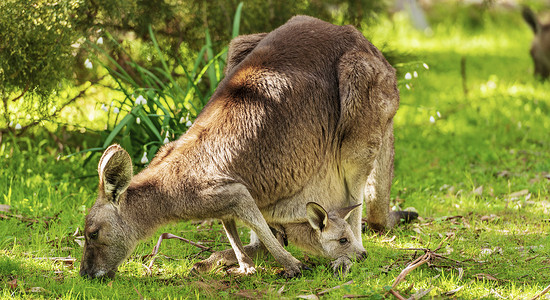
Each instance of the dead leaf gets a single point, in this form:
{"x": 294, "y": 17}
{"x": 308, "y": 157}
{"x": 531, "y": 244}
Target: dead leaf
{"x": 4, "y": 207}
{"x": 311, "y": 297}
{"x": 452, "y": 292}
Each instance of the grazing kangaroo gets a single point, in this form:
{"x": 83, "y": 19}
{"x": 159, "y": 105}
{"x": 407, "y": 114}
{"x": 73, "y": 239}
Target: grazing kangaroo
{"x": 303, "y": 115}
{"x": 540, "y": 47}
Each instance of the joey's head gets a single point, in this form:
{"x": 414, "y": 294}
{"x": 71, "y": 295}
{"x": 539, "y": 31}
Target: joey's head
{"x": 334, "y": 232}
{"x": 540, "y": 46}
{"x": 108, "y": 237}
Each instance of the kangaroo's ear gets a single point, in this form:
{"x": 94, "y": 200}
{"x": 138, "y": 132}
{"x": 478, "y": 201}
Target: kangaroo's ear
{"x": 316, "y": 215}
{"x": 345, "y": 212}
{"x": 531, "y": 19}
{"x": 115, "y": 172}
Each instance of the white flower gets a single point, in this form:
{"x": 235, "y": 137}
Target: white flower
{"x": 141, "y": 100}
{"x": 144, "y": 159}
{"x": 88, "y": 64}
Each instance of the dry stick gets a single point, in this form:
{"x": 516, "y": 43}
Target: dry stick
{"x": 546, "y": 290}
{"x": 167, "y": 236}
{"x": 334, "y": 288}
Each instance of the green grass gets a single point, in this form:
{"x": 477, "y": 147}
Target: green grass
{"x": 484, "y": 161}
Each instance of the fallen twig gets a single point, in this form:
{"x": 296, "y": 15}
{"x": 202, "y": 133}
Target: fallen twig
{"x": 168, "y": 236}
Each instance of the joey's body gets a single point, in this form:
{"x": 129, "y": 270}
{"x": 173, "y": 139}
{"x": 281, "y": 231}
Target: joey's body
{"x": 303, "y": 115}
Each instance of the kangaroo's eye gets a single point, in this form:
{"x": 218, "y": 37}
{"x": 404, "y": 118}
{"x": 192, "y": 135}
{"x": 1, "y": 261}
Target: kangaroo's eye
{"x": 94, "y": 235}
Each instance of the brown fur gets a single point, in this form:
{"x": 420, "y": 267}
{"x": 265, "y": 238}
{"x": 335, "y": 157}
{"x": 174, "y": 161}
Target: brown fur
{"x": 303, "y": 115}
{"x": 540, "y": 47}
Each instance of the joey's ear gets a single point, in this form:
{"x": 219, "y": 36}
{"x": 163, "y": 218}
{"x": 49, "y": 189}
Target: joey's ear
{"x": 316, "y": 215}
{"x": 345, "y": 212}
{"x": 115, "y": 172}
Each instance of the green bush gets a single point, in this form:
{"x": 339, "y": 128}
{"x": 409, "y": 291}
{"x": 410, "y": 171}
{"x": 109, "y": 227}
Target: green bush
{"x": 35, "y": 51}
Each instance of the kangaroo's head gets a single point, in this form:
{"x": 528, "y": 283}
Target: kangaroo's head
{"x": 109, "y": 236}
{"x": 334, "y": 232}
{"x": 540, "y": 47}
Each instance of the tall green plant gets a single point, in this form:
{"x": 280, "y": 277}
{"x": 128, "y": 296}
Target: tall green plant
{"x": 158, "y": 106}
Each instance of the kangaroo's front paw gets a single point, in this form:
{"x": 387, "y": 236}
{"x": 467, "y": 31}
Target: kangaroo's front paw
{"x": 294, "y": 270}
{"x": 341, "y": 266}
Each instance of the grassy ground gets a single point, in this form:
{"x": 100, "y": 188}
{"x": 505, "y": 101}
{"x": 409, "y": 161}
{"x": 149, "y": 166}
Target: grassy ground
{"x": 474, "y": 164}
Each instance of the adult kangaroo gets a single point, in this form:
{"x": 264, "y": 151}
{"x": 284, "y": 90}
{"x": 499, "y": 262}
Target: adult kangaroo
{"x": 303, "y": 115}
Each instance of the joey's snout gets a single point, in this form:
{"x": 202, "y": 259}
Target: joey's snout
{"x": 96, "y": 274}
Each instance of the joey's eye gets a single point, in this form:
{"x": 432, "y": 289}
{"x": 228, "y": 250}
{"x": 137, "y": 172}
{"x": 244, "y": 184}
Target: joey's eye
{"x": 94, "y": 235}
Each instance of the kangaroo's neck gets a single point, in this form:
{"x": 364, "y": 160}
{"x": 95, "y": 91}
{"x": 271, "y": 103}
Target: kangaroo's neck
{"x": 303, "y": 236}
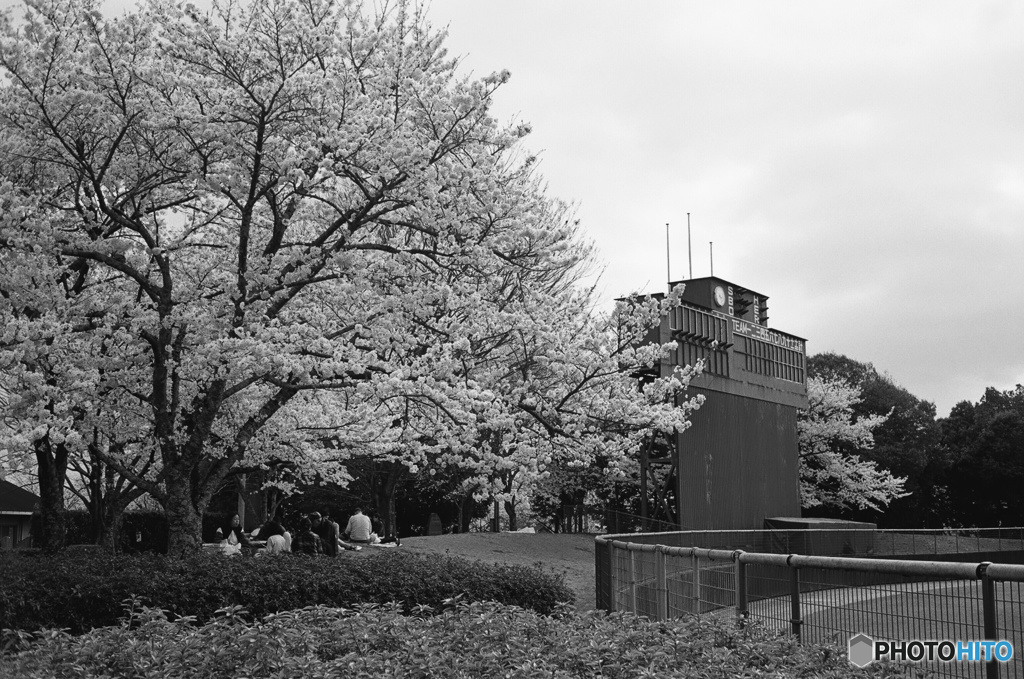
***
• _WHAT THE EXERCISE ASKS_: Output the records above exactly, omitting the pictures.

• _EXERCISE OUTPUT_:
Each instance of the dead leaf gets a single point, in this form:
{"x": 294, "y": 17}
{"x": 308, "y": 157}
{"x": 531, "y": 244}
Target: dead leaf
{"x": 4, "y": 207}
{"x": 311, "y": 297}
{"x": 452, "y": 292}
Each instance of the grazing kangaroo gets a single point, in this form:
{"x": 83, "y": 19}
{"x": 159, "y": 105}
{"x": 407, "y": 114}
{"x": 73, "y": 239}
Target: grazing kangaroo
{"x": 303, "y": 115}
{"x": 540, "y": 47}
Each instance of the joey's head gets a single point, in this form:
{"x": 414, "y": 294}
{"x": 71, "y": 295}
{"x": 539, "y": 31}
Target: joey's head
{"x": 334, "y": 232}
{"x": 540, "y": 46}
{"x": 108, "y": 237}
Each instance of the kangaroo's ear gets a single point, in this form:
{"x": 94, "y": 200}
{"x": 138, "y": 132}
{"x": 478, "y": 201}
Target: kangaroo's ear
{"x": 316, "y": 215}
{"x": 345, "y": 212}
{"x": 531, "y": 19}
{"x": 115, "y": 172}
Each instance of the white flower gets a single point, in this form:
{"x": 235, "y": 137}
Target: white flower
{"x": 141, "y": 100}
{"x": 144, "y": 159}
{"x": 88, "y": 64}
Each instance of the dry stick gets a single point, in this form:
{"x": 516, "y": 43}
Target: dry stick
{"x": 546, "y": 290}
{"x": 167, "y": 236}
{"x": 334, "y": 288}
Each instance of the green grass gets a single point, in this form:
{"x": 477, "y": 147}
Target: green grass
{"x": 484, "y": 161}
Each instance of the fallen twig gets a single point, in this form:
{"x": 296, "y": 15}
{"x": 202, "y": 133}
Target: fallen twig
{"x": 168, "y": 236}
Each instance of the joey's body gets a single point, in this form:
{"x": 129, "y": 270}
{"x": 173, "y": 139}
{"x": 281, "y": 231}
Target: joey's body
{"x": 303, "y": 115}
Each instance of the kangaroo's eye gets a single point, in this form:
{"x": 218, "y": 37}
{"x": 404, "y": 118}
{"x": 192, "y": 135}
{"x": 1, "y": 261}
Target: kangaroo's eye
{"x": 94, "y": 235}
Each instance of the brown fur gets a single point, in this form:
{"x": 420, "y": 267}
{"x": 265, "y": 238}
{"x": 335, "y": 157}
{"x": 174, "y": 161}
Target: brown fur
{"x": 303, "y": 115}
{"x": 540, "y": 47}
Each instance of the joey's ear gets a single point, in this form:
{"x": 219, "y": 36}
{"x": 163, "y": 218}
{"x": 49, "y": 189}
Target: joey's ear
{"x": 316, "y": 215}
{"x": 345, "y": 212}
{"x": 115, "y": 172}
Each instance of the green bush gets a single point, in this form:
{"x": 339, "y": 128}
{"x": 409, "y": 291}
{"x": 410, "y": 171}
{"x": 109, "y": 227}
Target: green bush
{"x": 35, "y": 51}
Each instance of the kangaroo's head gets a single point, in this form:
{"x": 528, "y": 283}
Target: kangaroo's head
{"x": 109, "y": 236}
{"x": 334, "y": 232}
{"x": 540, "y": 47}
Each instance of the tall green plant gets a single point, in this form:
{"x": 280, "y": 277}
{"x": 128, "y": 296}
Target: tall green plant
{"x": 158, "y": 106}
Each instance of the kangaroo's front paw gets a single point, in this form:
{"x": 387, "y": 236}
{"x": 467, "y": 31}
Target: kangaroo's front paw
{"x": 294, "y": 270}
{"x": 341, "y": 266}
Each instance of the grassy ground gets a single point, in this form:
{"x": 100, "y": 188}
{"x": 505, "y": 101}
{"x": 409, "y": 161}
{"x": 149, "y": 166}
Target: grassy ground
{"x": 474, "y": 164}
Each instance of the adult kangaroo gets a single point, in this form:
{"x": 264, "y": 151}
{"x": 284, "y": 90}
{"x": 499, "y": 262}
Target: adult kangaroo
{"x": 303, "y": 115}
Each instance of the joey's snout gets a single point, in this form:
{"x": 202, "y": 259}
Target: joey's snout
{"x": 96, "y": 274}
Each instance of the joey's eye gets a single point, in this form:
{"x": 432, "y": 289}
{"x": 228, "y": 250}
{"x": 137, "y": 172}
{"x": 244, "y": 184}
Target: joey's eye
{"x": 94, "y": 235}
Each instance of the kangaroo's neck gets a single point, in this form:
{"x": 364, "y": 160}
{"x": 95, "y": 91}
{"x": 271, "y": 103}
Target: kangaroo's neck
{"x": 303, "y": 236}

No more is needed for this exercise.